[EXERCISE TASKS]:
- 1) In the passage below on long-term investing and falling technology costs, list every significant problem that it says converging technologies could help solve.
- 2) Carry on the passage below on long-term investing and falling technology costs, starting right after its last sentence.
━━━━━ DOCUMENT EXTRACT
In contrast, fossil fuels do not benefit from Wright’s Law; while prices of coal, oil and gas have exhibited huge volatility, there has not been any long-term downward trend in their cost. In fact, a paper published last year by the Institute for New Economic Thinking at the Oxford Martin School showed that, after adjusting for inflation, prices of fossil fuels today are roughly where they were 140 years ago…
This process of predictable long-term change isn’t confined to the energy transition. Software, machine learning and artificial intelligence will continue to ‘eat the world’. Many known technologies, meanwhile, will converge and create opportunities to innovate and solve significant problems such as climate change, biodiversity loss and education inaccessibility.
This is all useful information to investors. It means we can confidently predict that many established industries will be disrupted and that most incumbents will struggle to adapt to technological shifts in the basis of competition. We can forecast (with appropriate margins of safety) that many of the companies that are building businesses around these structural transformations will create significant value for their shareholders – regardless of what interest rates or inflation are over the years ahead.
The costs of key underlying technologies are falling exponentially
Investing on the basis of long-term predictions isn’t easy
Like all investors, we need to find companies that can create value from these long-term trends as they unfold. When we successfully identify such companies, it will take time for compounding to do its work and for the market to appropriately weigh their value. In the meantime, perceived changes in a company’s ability to succeed will lead to volatility and put pressure on us to buy, sell (or hold) when we shouldn’t. Uncontrollable and unpredictable shifts in short-term sentiment will have a meaningful impact on valuations across the market – and on our portfolio.
If you stand for nothing, you’ll believe in anything
Despite these challenges, one benefit of investing in highly predictable long-term trends – particularly when you have a mission-driven, positive-impact perspective such as ours – is that they provide a deep keel and a true north when enduring the inevitable short-term storms that hit.
━━━━━━━━━━
━━━━━ DATA SUPPLIED
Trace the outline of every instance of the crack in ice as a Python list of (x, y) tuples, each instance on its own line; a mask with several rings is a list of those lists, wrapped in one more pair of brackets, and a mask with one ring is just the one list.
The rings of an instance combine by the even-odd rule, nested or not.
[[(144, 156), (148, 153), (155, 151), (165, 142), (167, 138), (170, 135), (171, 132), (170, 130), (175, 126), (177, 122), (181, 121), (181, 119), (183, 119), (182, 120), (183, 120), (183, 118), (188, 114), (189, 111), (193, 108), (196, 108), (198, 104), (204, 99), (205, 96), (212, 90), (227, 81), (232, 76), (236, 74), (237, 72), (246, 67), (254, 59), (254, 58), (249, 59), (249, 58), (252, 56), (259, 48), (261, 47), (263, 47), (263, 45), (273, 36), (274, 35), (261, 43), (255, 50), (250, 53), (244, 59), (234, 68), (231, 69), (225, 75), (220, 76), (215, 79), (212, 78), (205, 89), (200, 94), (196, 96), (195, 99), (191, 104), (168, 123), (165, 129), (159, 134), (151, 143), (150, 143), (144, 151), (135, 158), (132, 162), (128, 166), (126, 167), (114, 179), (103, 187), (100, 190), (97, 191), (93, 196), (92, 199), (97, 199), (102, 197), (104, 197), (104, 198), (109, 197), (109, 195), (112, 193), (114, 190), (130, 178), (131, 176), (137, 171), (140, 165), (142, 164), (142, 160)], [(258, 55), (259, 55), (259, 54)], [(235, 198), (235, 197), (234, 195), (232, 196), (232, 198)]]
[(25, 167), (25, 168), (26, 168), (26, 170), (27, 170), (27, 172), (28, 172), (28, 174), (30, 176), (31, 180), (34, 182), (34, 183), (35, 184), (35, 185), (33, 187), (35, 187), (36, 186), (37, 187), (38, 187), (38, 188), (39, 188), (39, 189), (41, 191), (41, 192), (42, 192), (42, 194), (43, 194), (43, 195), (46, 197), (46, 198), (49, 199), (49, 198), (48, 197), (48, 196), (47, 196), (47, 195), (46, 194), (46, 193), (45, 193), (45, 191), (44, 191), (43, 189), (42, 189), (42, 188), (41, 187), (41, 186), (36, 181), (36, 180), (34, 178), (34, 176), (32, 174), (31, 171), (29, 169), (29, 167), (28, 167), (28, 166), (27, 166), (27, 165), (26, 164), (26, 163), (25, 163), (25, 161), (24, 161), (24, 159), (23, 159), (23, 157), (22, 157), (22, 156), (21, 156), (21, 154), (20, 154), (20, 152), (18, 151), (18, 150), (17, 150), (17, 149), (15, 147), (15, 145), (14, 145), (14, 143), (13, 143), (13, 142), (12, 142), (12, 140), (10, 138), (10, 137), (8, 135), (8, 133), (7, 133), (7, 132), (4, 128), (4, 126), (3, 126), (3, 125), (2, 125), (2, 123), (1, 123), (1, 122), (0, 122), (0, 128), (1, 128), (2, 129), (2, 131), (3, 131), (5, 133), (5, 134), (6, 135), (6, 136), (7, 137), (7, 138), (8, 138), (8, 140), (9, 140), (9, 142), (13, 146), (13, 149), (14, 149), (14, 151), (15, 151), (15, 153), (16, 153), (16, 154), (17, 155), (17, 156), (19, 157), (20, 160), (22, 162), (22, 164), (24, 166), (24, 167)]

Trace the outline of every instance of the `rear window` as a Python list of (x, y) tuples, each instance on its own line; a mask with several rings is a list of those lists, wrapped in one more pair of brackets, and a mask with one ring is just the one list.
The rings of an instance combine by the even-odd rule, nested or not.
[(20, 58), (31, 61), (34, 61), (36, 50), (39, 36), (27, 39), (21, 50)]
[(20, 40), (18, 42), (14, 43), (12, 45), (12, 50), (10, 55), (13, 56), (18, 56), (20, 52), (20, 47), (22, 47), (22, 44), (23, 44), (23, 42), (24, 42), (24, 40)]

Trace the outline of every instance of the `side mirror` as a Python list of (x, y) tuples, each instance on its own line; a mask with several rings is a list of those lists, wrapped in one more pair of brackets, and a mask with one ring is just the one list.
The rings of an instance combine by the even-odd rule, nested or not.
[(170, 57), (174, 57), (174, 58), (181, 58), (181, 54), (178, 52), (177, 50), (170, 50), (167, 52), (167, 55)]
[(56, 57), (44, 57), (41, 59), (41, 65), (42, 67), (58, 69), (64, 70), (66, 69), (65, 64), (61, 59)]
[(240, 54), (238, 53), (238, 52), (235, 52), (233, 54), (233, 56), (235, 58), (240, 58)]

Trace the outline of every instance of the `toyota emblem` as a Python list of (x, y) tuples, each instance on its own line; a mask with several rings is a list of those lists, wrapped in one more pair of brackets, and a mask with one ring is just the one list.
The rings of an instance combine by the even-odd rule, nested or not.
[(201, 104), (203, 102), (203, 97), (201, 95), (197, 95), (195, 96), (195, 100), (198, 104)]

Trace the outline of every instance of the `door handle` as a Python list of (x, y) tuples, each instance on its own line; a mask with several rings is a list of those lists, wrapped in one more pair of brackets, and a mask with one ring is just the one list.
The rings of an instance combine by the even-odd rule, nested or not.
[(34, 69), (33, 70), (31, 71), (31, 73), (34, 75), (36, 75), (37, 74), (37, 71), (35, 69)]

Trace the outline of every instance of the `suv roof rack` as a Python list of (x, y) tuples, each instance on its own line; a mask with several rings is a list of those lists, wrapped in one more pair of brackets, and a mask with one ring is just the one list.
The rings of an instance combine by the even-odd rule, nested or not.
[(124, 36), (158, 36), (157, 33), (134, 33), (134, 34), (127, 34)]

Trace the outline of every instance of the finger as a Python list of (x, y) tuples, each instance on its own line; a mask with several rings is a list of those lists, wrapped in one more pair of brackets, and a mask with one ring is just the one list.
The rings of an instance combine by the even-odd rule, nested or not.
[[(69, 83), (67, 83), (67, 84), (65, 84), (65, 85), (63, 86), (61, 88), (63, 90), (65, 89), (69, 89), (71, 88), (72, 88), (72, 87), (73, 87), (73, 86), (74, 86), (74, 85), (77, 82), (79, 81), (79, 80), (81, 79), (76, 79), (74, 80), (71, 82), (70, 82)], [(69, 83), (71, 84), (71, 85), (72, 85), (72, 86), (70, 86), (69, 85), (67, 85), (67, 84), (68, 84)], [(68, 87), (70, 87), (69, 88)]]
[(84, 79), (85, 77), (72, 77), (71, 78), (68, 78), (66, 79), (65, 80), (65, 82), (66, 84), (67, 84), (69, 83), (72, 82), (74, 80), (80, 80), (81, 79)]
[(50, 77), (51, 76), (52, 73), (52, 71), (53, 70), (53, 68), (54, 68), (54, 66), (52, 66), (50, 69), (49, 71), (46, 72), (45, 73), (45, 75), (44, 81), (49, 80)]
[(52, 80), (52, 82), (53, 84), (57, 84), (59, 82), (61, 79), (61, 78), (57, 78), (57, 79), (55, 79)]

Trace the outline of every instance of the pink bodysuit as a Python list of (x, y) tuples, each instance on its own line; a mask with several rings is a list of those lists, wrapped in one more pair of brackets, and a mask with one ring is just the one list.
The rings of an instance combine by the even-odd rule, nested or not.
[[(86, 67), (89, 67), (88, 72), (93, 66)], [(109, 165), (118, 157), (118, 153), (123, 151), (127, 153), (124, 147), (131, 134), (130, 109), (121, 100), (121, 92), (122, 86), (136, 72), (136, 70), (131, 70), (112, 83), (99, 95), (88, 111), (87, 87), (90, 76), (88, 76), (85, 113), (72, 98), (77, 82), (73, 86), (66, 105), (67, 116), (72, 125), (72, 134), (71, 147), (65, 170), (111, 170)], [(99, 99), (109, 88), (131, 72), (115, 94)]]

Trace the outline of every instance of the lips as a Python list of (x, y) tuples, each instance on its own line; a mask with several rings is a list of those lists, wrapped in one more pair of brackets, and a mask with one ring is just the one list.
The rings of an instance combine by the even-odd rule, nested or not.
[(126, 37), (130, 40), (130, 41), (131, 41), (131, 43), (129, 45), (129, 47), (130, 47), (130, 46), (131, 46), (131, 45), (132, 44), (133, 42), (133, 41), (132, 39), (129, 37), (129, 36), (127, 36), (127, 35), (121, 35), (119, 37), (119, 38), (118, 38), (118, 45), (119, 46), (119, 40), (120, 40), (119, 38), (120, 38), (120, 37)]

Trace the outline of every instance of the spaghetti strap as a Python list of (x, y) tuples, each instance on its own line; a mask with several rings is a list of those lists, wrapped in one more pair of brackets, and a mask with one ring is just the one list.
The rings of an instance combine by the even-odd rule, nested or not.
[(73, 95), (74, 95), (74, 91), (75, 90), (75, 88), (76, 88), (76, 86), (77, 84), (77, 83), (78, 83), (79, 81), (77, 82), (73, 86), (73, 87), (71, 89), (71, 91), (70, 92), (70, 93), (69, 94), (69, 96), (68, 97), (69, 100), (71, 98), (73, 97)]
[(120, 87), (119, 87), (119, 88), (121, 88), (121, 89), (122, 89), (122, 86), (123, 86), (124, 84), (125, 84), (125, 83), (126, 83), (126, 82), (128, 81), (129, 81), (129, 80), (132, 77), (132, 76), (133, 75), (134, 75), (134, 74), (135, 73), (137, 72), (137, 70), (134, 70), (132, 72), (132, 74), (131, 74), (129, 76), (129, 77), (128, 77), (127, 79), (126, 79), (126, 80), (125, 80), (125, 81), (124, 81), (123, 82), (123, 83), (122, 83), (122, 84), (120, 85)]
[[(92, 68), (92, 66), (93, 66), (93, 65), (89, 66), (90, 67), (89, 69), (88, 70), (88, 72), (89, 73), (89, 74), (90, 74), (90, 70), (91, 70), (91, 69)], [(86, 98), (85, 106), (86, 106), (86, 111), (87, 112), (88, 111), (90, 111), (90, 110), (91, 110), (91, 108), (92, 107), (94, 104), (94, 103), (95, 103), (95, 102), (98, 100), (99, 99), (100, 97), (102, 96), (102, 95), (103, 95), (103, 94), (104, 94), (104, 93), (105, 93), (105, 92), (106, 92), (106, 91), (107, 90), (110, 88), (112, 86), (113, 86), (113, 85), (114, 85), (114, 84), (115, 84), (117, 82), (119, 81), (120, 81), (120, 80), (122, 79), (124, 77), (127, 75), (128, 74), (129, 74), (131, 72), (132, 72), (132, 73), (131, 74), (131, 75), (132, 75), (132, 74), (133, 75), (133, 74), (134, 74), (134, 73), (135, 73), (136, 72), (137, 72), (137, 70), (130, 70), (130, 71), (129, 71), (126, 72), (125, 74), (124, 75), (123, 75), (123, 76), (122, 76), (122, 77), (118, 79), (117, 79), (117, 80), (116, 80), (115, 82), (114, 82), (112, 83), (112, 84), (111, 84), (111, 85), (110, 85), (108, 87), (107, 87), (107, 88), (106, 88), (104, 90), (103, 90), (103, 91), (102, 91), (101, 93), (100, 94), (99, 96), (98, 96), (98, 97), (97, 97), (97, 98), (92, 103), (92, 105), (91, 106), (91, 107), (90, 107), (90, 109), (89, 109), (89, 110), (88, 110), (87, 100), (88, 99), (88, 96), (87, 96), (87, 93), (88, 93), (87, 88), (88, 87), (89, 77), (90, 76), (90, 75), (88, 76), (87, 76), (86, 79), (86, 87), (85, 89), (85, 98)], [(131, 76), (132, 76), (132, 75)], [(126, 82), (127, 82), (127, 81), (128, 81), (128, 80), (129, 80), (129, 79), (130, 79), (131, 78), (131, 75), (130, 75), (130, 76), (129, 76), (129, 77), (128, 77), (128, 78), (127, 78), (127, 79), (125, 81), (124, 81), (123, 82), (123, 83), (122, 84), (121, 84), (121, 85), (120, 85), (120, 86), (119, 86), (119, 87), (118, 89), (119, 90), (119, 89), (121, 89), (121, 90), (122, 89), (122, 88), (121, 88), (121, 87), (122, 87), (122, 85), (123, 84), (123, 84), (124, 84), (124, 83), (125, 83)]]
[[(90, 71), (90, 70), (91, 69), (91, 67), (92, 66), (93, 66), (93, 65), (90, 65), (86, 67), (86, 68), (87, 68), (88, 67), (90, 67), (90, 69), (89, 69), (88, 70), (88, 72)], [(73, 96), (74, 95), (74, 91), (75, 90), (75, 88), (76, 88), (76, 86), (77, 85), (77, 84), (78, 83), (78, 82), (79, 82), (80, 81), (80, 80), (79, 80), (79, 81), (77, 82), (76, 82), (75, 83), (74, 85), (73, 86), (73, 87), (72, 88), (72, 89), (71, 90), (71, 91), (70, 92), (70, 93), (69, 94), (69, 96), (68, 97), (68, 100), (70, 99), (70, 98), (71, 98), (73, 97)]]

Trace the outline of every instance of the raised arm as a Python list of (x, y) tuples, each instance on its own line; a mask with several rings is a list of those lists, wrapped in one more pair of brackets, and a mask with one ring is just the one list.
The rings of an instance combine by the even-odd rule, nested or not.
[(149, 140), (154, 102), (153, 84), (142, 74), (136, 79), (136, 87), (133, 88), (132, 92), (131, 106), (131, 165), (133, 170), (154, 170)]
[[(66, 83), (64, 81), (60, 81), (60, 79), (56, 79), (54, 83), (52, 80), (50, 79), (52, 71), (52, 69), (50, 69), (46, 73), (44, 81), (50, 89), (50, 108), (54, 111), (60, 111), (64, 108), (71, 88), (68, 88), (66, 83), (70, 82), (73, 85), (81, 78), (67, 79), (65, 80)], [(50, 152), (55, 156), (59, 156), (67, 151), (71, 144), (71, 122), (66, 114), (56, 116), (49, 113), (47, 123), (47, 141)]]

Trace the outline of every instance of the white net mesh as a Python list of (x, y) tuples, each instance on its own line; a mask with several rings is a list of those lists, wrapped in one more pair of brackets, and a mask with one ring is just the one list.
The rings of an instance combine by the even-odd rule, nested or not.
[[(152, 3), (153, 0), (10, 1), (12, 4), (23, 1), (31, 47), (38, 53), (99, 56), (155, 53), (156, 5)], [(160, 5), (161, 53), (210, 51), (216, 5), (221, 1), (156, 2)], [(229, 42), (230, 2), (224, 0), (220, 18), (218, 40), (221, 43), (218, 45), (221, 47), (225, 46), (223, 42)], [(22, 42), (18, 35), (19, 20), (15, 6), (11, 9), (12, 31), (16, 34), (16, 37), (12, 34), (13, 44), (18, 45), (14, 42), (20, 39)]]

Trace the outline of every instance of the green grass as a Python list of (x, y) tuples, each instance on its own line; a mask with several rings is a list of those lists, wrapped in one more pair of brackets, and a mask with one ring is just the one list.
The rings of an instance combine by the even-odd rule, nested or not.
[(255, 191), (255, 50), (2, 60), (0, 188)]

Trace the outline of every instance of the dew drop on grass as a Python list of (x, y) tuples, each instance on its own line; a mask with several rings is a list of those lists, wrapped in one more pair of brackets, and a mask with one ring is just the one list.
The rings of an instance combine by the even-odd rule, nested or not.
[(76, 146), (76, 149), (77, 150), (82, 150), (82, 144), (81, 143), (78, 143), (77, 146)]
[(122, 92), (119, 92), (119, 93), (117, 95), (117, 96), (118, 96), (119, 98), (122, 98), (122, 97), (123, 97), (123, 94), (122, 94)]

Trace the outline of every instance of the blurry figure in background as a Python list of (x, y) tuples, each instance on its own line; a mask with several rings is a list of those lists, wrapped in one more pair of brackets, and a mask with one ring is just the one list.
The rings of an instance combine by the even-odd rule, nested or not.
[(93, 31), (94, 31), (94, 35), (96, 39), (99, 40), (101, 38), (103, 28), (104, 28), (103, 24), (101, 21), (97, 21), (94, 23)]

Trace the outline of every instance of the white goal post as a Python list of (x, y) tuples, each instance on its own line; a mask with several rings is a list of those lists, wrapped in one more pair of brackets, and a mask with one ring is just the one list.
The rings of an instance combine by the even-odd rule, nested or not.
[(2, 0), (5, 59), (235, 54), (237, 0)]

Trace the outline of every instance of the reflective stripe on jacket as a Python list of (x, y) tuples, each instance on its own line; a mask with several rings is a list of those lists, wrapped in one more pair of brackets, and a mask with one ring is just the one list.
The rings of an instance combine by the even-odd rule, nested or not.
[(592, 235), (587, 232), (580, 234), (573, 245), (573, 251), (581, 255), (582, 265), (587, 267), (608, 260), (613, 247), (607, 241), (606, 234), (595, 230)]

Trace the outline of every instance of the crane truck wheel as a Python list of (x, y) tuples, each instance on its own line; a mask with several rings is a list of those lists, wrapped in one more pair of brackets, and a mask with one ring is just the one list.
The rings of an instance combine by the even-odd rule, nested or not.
━━━━━━━━━━
[ANSWERS BY ITEM]:
- 1)
- Climate change
- Biodiversity loss
- Education inaccessibility

- 2)
- We do not know where oil prices will be later this year (or next year). But we do know that demand for oil will be capped at a lower level than it would be if electric vehicles were not becoming more widely available and more affordable with every passing year.
- We do not know whether the US government will support meaningful healthcare reform and lower the cost of healthcare for its poorest citizens. Yet we can have a high degree of confidence that the falling costs of genomic sequencing and machine learning will dramatically improve cancer diagnostics, save lives and reduce the system-wide cost of cancer care.
- We do not know whether the externalities of the fashion industry will be appropriately taxed by governments. But we do know that digital garment printing will continue to get cheaper and enable manufacturers to take significant waste and emissions out of the fashion economy.
It can be difficult to take a long-term view. But history shows that when the cost of a better technology undercuts an existing technology, its adoption will grow exponentially. So whatever happens in markets over the short term, the long-term forecast is clear: companies that can harness better technologies to make a positive impact will prosper – and those are the companies that we’ll continue to entrust with our clients’ capital.